##### DATASET RECORDS
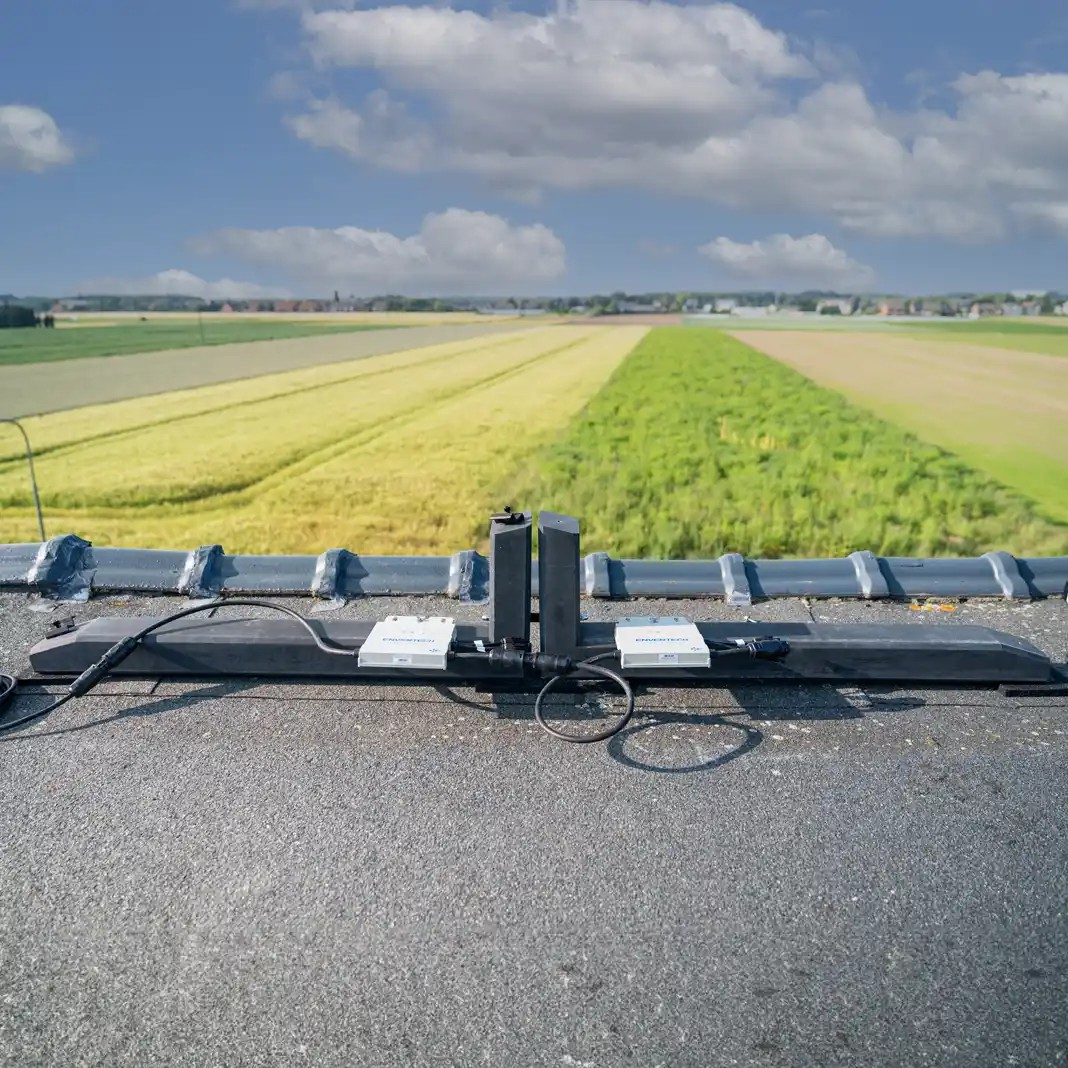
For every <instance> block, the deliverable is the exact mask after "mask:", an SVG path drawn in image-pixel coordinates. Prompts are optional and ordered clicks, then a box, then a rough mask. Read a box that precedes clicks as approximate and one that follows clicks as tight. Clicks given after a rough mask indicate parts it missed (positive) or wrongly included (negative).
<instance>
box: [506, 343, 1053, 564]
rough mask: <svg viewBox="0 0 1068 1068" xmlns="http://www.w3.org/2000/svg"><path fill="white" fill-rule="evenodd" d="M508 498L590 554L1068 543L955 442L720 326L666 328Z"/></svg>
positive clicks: (687, 556)
mask: <svg viewBox="0 0 1068 1068" xmlns="http://www.w3.org/2000/svg"><path fill="white" fill-rule="evenodd" d="M502 488H503V490H504V493H503V499H508V500H513V501H515V502H516V503H518V504H521V505H527V504H529V503H533V504H537V505H538V506H540V507H547V508H553V509H555V511H560V512H565V513H569V514H572V515H577V516H580V517H581V519H582V524H583V541H584V548H585V550H586V551H591V550H606V551H609V552H612V553H613V554H615V555H619V556H649V557H661V559H663V557H691V559H693V557H703V556H711V555H717V554H719V553H722V552H728V551H737V552H743V553H745V554H748V555H751V556H824V555H841V554H844V553H847V552H850V551H852V550H854V549H871V550H874V551H875V552H877V553H880V554H883V555H971V554H976V553H980V552H985V551H987V550H990V549H1001V548H1007V549H1009V550H1011V551H1014V552H1016V553H1018V554H1022V555H1027V554H1062V553H1066V552H1068V527H1064V525H1061V524H1057V523H1053V522H1050V521H1047V520H1045V519H1041V518H1039V517H1038V516H1037V515H1036V514H1035V511H1034V508H1033V505H1032V504H1031V502H1030V501H1028V500H1027V499H1026V498H1024V497H1023V496H1022V494H1019V493H1016V492H1014V491H1012V490H1010V489H1008V488H1006V487H1004V486H1002V485H1000V484H998V483H995V482H993V481H992V480H990V478H989V477H986V476H984V475H981V474H979V473H978V472H976V471H974V470H973V469H971V468H969V467H968V466H967V465H964V464H963V462H961V461H960V460H959V459H957V458H956V457H954V456H953V455H952V454H949V453H946V452H944V451H943V450H940V449H938V447H936V446H933V445H930V444H927V443H925V442H923V441H921V440H918V439H917V438H915V437H912V436H911V435H909V434H908V433H906V431H905V430H902V429H900V428H899V427H897V426H894V425H893V424H890V423H886V422H883V421H881V420H879V419H877V418H875V417H873V415H871V414H869V413H867V412H865V411H863V410H861V409H859V408H855V407H853V406H852V405H851V404H849V402H847V400H846V399H845V398H844V397H842V396H841V395H839V394H836V393H834V392H831V391H830V390H827V389H823V388H821V387H818V386H816V384H815V383H814V382H812V381H811V380H810V379H807V378H805V377H804V376H803V375H801V374H799V373H797V372H795V371H792V370H790V368H789V367H786V366H784V365H783V364H781V363H778V362H776V361H775V360H772V359H771V358H769V357H766V356H763V355H761V354H759V352H756V351H754V350H753V349H751V348H749V347H748V346H747V345H743V344H742V343H741V342H739V341H737V340H735V339H733V337H729V336H726V335H724V334H722V333H720V332H718V331H701V330H692V329H687V328H685V327H684V328H670V327H669V328H658V329H657V330H654V331H651V332H650V333H649V334H648V335H647V336H646V339H645V340H644V341H643V342H642V344H640V345H639V346H638V347H637V348H635V349H634V351H633V352H632V354H631V355H630V356H629V357H628V359H627V360H626V361H625V362H624V363H623V364H622V365H621V367H619V368H618V370H617V371H616V373H615V374H614V375H613V377H612V378H611V379H610V381H609V382H608V383H607V384H606V387H604V389H602V390H601V391H600V392H599V393H598V394H597V395H596V396H595V397H594V398H593V399H592V400H591V402H590V403H588V405H587V406H586V407H585V408H584V409H583V410H582V412H581V413H580V414H579V415H578V417H577V418H576V419H575V420H574V421H572V423H571V424H570V426H569V427H568V429H567V431H566V433H565V434H564V435H563V436H562V437H561V438H560V439H557V440H556V441H555V443H553V444H551V445H549V446H547V447H545V449H544V450H543V451H540V452H539V453H537V454H535V455H534V456H532V457H531V458H530V460H529V461H527V462H524V464H523V465H522V466H521V467H520V468H519V469H518V470H517V471H516V472H515V473H514V476H513V478H512V480H509V481H508V483H506V484H505V486H504V487H502Z"/></svg>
##########
EXERCISE GOAL: Output every line of the records above as a JSON list of strings, one string per line, with blank lines omitted and the pictures left out.

YOUR RESPONSE:
[
  "For every <instance> block, the deliverable is the exact mask after \"mask:\", an SVG path drawn in image-pixel coordinates. Prompts are optional and ordered clicks, then a box, then a rough mask. Read a box that precedes clicks as approximate and one that follows clicks as tight. Clicks given after a rough mask indicate parts it missed (positive) or wrongly included (negative).",
  "<instance>",
  "box: [506, 343, 1053, 564]",
  "rough mask: <svg viewBox=\"0 0 1068 1068\" xmlns=\"http://www.w3.org/2000/svg\"><path fill=\"white\" fill-rule=\"evenodd\" d=\"M508 498L590 554L1068 543L955 442L720 326L666 328Z\"/></svg>",
  "positive clicks: (687, 556)",
  "mask: <svg viewBox=\"0 0 1068 1068\" xmlns=\"http://www.w3.org/2000/svg\"><path fill=\"white\" fill-rule=\"evenodd\" d=\"M502 488H503V490H504V493H503V499H508V500H513V501H515V502H516V503H518V504H521V505H527V504H529V503H533V504H537V505H538V506H540V507H547V508H553V509H555V511H560V512H565V513H569V514H572V515H577V516H580V517H581V519H582V524H583V541H584V548H585V550H586V551H591V550H606V551H609V552H612V553H613V554H615V555H619V556H649V557H661V559H663V557H691V559H693V557H703V556H711V555H717V554H719V553H722V552H728V551H737V552H743V553H745V554H748V555H751V556H824V555H841V554H844V553H847V552H850V551H852V550H854V549H871V550H874V551H875V552H877V553H880V554H883V555H971V554H976V553H980V552H985V551H987V550H990V549H1001V548H1007V549H1009V550H1011V551H1014V552H1016V553H1018V554H1022V555H1027V554H1062V553H1066V552H1068V527H1064V525H1061V524H1057V523H1053V522H1050V521H1047V520H1045V519H1041V518H1039V517H1038V516H1037V515H1036V514H1035V511H1034V508H1033V505H1032V504H1031V502H1030V501H1028V500H1027V499H1026V498H1024V497H1023V496H1022V494H1019V493H1016V492H1014V491H1012V490H1010V489H1008V488H1006V487H1004V486H1002V485H1000V484H998V483H995V482H993V481H992V480H990V478H989V477H986V476H984V475H981V474H979V473H978V472H976V471H974V470H973V469H971V468H969V467H968V466H967V465H964V464H963V462H961V461H960V460H959V459H957V458H956V457H954V456H953V455H952V454H949V453H946V452H944V451H943V450H940V449H938V447H936V446H933V445H930V444H927V443H925V442H923V441H921V440H918V439H917V438H915V437H912V436H911V435H909V434H908V433H906V431H905V430H902V429H900V428H899V427H897V426H894V425H893V424H890V423H886V422H883V421H881V420H879V419H877V418H875V417H873V415H871V414H869V413H867V412H865V411H863V410H861V409H859V408H855V407H853V406H852V405H851V404H849V402H847V400H846V399H845V398H844V397H842V396H841V395H839V394H836V393H834V392H831V391H830V390H827V389H823V388H821V387H818V386H816V384H815V383H814V382H812V381H811V380H810V379H807V378H805V377H804V376H803V375H801V374H799V373H797V372H795V371H792V370H790V368H789V367H786V366H784V365H783V364H781V363H778V362H776V361H775V360H772V359H771V358H769V357H766V356H763V355H761V354H759V352H756V351H754V350H753V349H751V348H749V347H748V346H747V345H743V344H742V343H741V342H739V341H737V340H735V339H733V337H729V336H726V335H724V334H722V333H720V332H718V331H701V330H692V329H687V328H685V327H684V328H670V327H669V328H658V329H657V330H654V331H651V332H650V333H649V334H648V335H647V336H646V339H645V340H644V341H643V342H642V344H640V345H639V346H638V347H637V348H635V349H634V351H633V352H632V354H631V355H630V356H629V357H628V359H627V360H626V361H625V362H624V363H623V364H622V365H621V367H619V368H618V370H617V371H616V373H615V374H614V375H613V377H612V378H611V379H610V381H609V382H608V383H607V384H606V387H604V389H602V390H601V391H600V392H599V393H598V394H597V395H596V396H595V397H594V398H593V399H592V400H591V402H590V403H588V405H587V406H586V407H585V408H584V409H583V410H582V412H581V413H580V414H579V415H578V417H577V418H576V419H575V420H574V421H572V423H571V424H570V426H569V427H568V429H567V431H566V433H565V434H564V435H563V436H562V437H561V438H560V439H557V440H556V441H555V443H553V444H551V445H549V446H547V447H545V449H544V450H543V451H540V452H539V453H537V454H535V455H534V456H532V457H531V458H530V460H529V461H527V462H524V464H523V465H522V466H521V467H520V468H519V469H518V470H517V471H516V472H515V473H514V476H513V478H512V480H509V481H508V483H506V484H505V486H504V487H502Z\"/></svg>"
]